> What the task requires
Scan the material for the word "pedestrian" and copy each line where it occurs.

> Information supplied
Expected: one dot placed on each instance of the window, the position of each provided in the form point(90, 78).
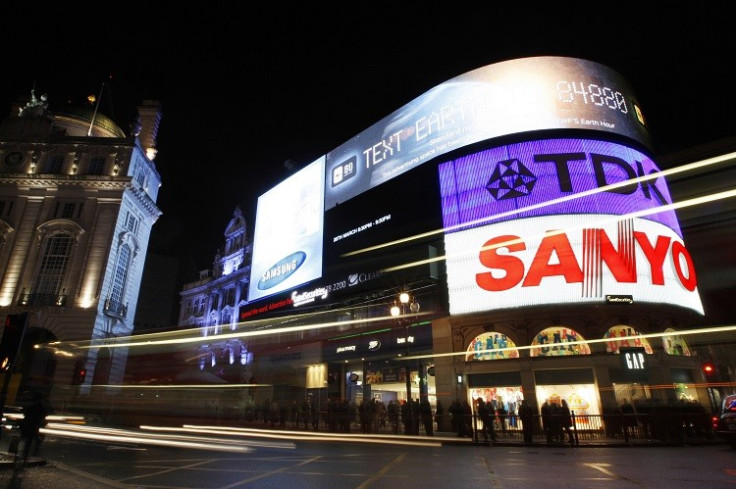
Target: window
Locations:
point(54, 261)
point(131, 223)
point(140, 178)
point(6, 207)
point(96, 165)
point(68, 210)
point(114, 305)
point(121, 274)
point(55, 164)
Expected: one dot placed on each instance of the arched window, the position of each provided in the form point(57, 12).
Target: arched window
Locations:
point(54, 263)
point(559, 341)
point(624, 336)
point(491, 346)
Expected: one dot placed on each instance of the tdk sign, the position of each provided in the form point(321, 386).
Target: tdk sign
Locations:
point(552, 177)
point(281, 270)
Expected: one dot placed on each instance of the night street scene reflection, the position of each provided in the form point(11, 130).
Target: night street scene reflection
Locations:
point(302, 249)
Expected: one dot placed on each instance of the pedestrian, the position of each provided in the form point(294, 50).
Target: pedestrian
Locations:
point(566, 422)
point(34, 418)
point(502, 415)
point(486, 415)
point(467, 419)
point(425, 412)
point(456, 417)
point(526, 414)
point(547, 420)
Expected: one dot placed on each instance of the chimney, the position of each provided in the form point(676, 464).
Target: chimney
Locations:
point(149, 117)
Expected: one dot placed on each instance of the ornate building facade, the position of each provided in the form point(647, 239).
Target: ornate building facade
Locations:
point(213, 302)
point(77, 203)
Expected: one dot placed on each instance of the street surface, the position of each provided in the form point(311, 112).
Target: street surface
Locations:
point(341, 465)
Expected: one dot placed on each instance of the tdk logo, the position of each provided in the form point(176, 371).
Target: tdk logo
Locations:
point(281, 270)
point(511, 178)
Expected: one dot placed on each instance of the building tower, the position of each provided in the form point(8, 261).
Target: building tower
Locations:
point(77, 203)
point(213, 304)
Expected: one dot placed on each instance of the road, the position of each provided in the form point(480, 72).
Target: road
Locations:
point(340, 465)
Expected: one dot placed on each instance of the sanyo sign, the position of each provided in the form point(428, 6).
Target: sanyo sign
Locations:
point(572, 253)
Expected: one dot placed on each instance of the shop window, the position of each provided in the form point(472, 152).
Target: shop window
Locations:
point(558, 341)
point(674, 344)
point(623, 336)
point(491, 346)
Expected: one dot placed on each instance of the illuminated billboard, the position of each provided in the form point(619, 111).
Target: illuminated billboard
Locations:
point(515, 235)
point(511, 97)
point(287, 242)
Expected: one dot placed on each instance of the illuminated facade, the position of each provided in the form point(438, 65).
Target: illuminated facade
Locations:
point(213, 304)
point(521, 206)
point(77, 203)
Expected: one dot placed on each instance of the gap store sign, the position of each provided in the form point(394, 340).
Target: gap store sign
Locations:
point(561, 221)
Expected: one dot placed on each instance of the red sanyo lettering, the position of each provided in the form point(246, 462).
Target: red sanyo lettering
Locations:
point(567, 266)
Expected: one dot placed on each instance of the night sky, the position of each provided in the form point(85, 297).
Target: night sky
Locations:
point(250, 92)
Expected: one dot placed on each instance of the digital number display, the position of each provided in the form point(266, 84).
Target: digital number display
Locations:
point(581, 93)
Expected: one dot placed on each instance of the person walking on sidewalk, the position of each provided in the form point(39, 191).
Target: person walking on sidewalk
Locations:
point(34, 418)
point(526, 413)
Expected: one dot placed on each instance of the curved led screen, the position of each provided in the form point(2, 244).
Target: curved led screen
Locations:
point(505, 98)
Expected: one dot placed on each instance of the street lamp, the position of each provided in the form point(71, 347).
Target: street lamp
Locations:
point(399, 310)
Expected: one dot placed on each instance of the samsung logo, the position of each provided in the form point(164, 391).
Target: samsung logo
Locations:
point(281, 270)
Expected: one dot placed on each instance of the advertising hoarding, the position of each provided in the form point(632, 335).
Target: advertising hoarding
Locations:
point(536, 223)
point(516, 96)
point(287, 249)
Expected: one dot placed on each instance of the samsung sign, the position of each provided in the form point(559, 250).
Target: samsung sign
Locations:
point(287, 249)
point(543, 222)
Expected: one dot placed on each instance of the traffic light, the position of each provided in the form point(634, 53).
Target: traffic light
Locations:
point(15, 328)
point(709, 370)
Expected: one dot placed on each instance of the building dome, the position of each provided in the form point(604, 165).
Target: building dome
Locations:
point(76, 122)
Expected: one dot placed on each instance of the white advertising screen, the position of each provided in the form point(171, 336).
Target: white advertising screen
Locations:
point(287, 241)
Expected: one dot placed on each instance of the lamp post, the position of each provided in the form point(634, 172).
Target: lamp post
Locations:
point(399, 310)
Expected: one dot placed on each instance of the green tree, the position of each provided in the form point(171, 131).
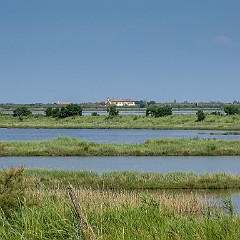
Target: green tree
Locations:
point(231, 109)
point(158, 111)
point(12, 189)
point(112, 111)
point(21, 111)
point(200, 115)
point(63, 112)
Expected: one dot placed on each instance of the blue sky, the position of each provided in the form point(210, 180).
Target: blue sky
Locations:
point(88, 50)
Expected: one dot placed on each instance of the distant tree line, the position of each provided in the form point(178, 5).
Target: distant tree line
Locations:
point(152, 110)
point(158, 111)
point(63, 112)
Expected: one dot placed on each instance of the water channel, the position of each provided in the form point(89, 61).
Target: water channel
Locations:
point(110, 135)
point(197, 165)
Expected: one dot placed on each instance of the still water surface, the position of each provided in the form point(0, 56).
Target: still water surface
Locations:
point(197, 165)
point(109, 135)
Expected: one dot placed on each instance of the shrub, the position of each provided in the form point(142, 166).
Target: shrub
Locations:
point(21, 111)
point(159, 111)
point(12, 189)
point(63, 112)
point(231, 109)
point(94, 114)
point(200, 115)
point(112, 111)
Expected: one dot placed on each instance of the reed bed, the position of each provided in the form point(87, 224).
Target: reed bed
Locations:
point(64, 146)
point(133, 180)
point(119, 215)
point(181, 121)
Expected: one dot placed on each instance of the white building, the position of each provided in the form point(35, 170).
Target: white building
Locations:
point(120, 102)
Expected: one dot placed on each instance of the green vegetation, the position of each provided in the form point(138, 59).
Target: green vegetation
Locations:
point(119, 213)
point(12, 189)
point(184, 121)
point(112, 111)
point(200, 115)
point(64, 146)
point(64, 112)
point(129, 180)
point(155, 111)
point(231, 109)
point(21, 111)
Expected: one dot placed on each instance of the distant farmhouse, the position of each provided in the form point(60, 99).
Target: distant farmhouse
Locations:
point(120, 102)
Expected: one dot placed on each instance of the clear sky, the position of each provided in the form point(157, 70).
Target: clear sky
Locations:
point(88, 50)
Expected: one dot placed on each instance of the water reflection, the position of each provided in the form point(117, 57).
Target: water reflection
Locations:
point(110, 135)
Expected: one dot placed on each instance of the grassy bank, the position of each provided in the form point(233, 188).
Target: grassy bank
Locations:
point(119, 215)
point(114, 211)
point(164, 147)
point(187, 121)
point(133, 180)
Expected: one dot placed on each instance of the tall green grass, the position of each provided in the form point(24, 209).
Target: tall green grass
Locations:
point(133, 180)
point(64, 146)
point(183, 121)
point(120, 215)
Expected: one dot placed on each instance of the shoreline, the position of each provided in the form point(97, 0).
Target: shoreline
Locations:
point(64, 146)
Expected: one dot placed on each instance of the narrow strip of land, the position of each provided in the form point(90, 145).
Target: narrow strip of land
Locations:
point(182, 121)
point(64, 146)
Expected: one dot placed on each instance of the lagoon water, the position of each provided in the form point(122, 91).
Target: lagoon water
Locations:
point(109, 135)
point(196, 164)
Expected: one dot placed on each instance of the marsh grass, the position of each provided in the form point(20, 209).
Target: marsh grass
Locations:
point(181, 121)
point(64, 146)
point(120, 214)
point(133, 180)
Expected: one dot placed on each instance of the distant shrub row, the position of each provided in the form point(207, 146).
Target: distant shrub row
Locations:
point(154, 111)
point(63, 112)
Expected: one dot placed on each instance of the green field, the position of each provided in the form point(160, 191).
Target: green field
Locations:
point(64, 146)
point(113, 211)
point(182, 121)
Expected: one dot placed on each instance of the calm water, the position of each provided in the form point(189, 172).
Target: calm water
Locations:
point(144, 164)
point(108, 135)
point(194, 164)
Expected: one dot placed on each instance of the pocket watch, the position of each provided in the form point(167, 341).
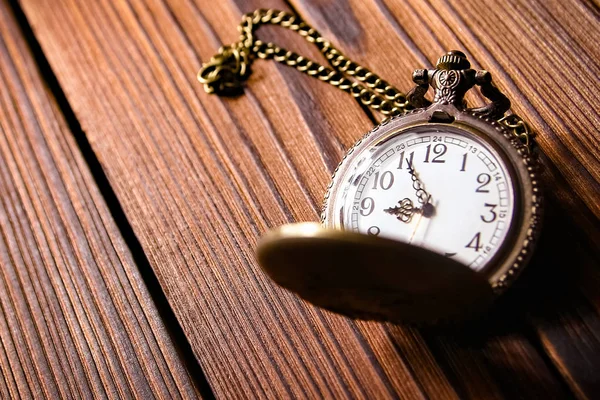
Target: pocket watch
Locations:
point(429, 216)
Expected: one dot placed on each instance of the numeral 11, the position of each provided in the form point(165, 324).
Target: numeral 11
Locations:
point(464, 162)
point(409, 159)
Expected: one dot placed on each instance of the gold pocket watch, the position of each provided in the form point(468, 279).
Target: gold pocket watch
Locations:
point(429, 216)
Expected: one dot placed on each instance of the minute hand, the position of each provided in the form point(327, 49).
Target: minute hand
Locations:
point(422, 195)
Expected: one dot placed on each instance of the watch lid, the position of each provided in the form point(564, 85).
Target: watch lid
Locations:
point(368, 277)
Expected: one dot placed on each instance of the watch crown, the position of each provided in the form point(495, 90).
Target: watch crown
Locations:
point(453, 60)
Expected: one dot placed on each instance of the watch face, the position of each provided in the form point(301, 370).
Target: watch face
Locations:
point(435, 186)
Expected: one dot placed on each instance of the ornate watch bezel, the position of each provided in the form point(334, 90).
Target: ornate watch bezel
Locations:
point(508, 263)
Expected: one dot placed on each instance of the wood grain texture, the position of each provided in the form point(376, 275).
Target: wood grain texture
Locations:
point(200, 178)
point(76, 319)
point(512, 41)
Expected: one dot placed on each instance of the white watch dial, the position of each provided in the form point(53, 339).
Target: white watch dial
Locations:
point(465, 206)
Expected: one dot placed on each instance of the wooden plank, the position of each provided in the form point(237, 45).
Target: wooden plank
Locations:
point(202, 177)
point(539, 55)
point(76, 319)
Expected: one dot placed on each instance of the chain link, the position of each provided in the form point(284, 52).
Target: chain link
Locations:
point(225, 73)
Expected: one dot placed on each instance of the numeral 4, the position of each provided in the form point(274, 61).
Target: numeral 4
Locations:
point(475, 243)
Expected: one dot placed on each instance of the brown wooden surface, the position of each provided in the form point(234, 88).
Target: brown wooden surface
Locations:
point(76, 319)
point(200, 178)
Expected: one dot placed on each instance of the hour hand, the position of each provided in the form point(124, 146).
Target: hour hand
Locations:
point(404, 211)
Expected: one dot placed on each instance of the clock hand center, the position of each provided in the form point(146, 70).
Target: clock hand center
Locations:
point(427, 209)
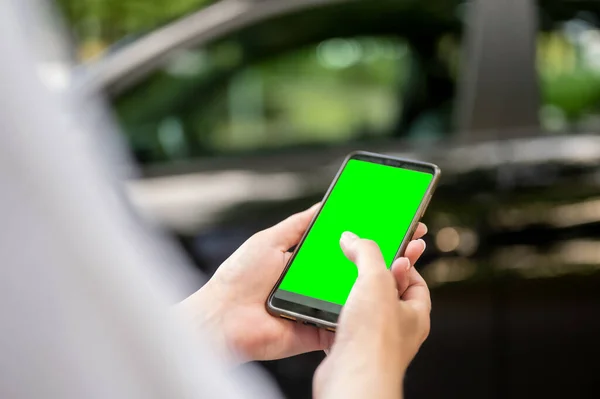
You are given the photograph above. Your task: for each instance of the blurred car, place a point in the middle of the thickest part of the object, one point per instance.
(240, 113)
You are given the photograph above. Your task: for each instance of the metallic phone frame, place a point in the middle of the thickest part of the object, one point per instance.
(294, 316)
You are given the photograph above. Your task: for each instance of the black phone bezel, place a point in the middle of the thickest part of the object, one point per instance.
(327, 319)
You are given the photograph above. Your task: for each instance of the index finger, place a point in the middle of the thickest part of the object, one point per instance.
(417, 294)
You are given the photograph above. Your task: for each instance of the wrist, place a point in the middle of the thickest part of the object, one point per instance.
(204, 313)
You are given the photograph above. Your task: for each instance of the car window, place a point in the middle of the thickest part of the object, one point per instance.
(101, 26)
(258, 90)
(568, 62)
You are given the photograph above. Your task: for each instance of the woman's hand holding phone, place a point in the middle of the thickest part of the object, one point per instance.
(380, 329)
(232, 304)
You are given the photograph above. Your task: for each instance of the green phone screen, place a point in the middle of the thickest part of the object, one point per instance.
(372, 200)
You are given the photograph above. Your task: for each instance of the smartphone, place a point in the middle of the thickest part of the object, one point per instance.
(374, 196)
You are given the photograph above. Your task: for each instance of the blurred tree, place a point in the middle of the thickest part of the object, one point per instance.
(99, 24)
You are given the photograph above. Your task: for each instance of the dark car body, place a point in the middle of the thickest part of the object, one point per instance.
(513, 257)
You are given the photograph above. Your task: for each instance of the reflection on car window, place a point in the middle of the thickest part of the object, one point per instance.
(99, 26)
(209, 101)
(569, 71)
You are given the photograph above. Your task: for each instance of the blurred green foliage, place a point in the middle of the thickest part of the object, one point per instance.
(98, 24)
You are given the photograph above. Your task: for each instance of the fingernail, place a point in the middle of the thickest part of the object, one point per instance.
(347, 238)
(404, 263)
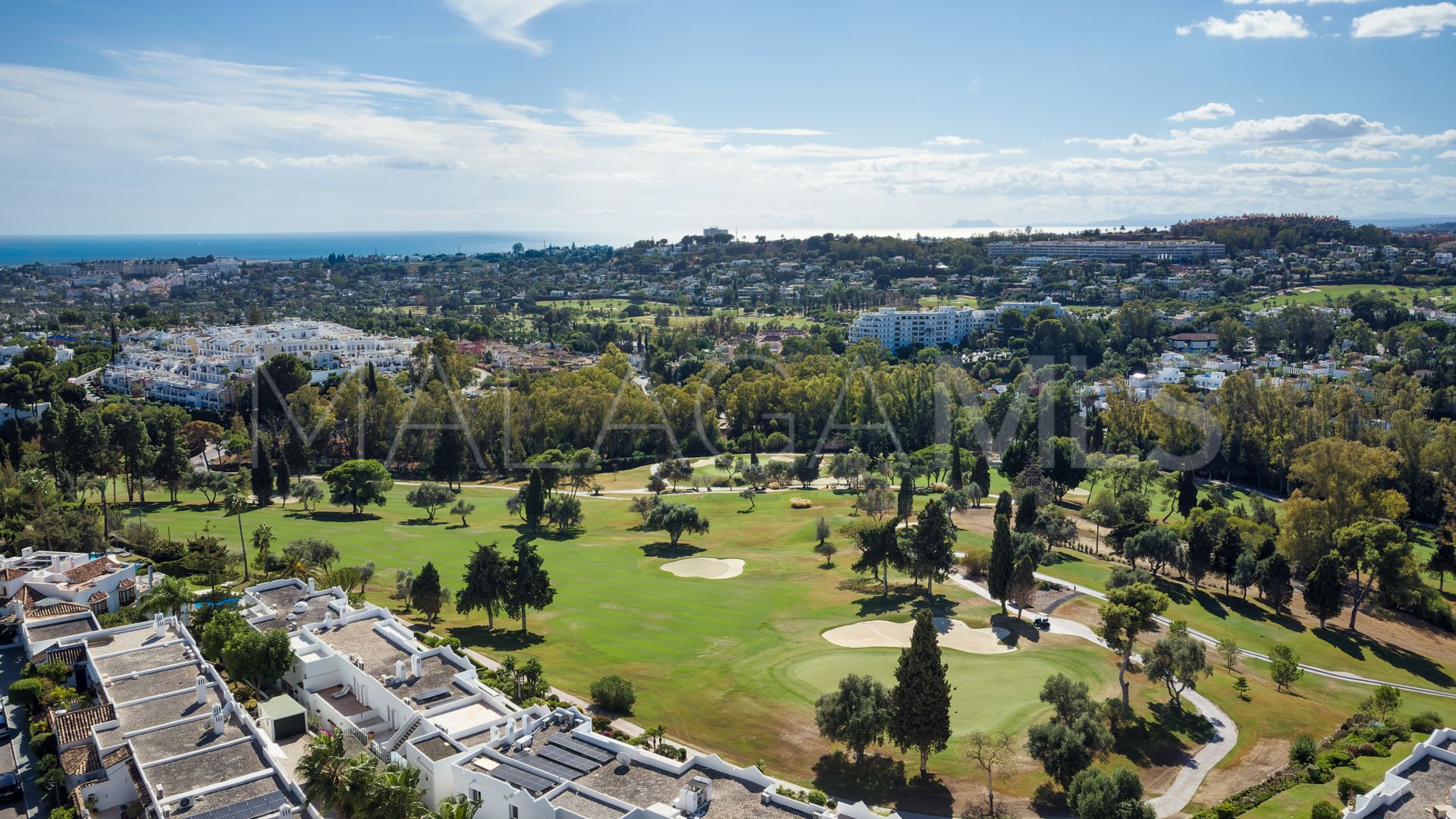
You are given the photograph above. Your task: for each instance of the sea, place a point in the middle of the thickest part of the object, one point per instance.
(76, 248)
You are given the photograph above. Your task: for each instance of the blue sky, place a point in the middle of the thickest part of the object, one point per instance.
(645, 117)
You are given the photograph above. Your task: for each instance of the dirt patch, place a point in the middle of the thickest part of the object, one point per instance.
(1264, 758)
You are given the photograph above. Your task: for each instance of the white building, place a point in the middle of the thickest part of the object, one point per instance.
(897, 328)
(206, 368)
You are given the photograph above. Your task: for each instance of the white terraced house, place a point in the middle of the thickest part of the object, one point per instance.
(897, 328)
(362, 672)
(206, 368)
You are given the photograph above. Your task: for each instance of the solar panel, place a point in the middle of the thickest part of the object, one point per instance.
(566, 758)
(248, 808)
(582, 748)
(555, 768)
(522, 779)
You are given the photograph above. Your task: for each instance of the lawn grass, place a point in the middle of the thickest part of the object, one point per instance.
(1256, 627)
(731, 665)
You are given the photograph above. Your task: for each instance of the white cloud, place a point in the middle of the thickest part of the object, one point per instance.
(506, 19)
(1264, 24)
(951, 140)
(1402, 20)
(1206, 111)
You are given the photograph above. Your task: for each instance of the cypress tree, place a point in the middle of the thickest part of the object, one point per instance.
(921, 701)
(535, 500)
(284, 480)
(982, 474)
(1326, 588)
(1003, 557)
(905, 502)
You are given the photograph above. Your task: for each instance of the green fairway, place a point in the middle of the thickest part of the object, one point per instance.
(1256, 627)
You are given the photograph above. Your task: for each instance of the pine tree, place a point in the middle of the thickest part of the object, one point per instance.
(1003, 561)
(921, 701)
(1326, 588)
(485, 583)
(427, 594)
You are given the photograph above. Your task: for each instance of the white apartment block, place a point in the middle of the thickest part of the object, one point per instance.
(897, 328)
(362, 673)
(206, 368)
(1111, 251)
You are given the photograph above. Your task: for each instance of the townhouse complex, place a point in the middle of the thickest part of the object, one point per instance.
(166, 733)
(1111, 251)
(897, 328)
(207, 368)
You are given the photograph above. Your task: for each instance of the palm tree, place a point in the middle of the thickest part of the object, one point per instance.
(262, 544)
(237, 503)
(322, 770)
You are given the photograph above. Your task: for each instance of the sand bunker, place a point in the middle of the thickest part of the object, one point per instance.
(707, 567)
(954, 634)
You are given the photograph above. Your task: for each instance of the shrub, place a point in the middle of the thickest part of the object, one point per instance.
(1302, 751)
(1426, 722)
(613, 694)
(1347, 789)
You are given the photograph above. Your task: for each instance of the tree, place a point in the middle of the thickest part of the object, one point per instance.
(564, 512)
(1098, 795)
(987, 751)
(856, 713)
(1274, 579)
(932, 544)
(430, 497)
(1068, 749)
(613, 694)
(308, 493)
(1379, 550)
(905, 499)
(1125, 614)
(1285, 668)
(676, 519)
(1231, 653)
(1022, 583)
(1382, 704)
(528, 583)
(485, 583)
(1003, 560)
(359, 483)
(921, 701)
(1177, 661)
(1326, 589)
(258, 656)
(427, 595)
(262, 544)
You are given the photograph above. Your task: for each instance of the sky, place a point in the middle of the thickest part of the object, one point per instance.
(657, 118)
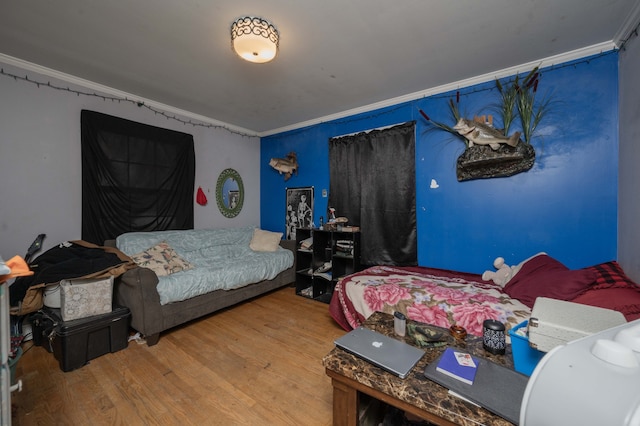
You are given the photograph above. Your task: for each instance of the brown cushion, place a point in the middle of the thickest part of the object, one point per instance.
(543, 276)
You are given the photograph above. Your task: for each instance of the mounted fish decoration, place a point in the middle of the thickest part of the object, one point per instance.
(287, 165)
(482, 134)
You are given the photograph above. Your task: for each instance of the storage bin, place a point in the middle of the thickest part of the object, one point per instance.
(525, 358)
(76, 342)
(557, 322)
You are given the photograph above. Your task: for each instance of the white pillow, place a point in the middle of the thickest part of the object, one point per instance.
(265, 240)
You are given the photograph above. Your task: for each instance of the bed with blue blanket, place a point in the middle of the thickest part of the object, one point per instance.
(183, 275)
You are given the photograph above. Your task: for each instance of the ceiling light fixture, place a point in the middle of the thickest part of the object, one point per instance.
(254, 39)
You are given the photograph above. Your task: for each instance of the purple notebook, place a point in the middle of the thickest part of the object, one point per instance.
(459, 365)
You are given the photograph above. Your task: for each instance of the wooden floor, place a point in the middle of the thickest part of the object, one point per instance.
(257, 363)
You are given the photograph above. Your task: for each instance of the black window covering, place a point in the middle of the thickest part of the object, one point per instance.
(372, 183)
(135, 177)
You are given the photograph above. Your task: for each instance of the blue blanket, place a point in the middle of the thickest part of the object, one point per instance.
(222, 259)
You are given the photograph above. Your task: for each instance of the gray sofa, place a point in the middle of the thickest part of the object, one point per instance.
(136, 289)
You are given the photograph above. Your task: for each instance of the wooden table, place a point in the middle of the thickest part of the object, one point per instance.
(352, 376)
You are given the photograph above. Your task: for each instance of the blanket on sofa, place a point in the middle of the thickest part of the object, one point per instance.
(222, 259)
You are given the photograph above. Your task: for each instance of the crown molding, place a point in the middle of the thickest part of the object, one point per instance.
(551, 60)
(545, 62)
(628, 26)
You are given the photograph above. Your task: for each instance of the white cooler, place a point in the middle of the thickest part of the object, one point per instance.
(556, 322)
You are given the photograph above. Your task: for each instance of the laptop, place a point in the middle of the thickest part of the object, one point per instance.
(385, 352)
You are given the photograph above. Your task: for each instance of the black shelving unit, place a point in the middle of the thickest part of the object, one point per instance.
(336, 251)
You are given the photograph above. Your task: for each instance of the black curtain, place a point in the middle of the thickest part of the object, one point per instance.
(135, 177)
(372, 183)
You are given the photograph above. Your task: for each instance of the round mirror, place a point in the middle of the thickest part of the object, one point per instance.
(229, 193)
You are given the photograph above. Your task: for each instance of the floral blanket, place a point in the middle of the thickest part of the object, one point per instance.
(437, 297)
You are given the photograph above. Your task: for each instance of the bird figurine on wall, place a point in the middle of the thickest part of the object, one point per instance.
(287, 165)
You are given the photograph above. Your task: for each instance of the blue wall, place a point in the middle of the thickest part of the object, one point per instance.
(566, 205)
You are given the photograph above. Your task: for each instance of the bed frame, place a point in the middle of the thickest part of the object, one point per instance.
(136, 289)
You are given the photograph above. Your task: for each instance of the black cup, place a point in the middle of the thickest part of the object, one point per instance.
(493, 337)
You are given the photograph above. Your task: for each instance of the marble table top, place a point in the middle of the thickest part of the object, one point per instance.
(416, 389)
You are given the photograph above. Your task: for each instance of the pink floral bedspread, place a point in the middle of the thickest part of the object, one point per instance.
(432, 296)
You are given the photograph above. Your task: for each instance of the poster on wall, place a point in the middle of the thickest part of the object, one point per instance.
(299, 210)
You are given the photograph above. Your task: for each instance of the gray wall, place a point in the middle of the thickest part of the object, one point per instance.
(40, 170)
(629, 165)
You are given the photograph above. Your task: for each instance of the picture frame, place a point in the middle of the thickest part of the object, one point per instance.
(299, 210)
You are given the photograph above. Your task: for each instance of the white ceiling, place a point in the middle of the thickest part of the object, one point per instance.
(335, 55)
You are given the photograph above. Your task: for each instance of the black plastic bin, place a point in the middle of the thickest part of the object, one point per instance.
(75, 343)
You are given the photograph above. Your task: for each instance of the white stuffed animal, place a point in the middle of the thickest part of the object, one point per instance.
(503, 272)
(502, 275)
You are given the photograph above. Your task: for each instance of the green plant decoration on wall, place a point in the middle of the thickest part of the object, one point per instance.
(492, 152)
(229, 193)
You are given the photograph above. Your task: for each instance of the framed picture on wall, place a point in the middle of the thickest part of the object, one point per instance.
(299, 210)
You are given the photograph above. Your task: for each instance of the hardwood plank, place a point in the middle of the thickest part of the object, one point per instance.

> Answer to this exercise
Expected: one dot placed on each instance of the pedestrian, the position of each provided in the form point(294, 50).
Target: pedestrian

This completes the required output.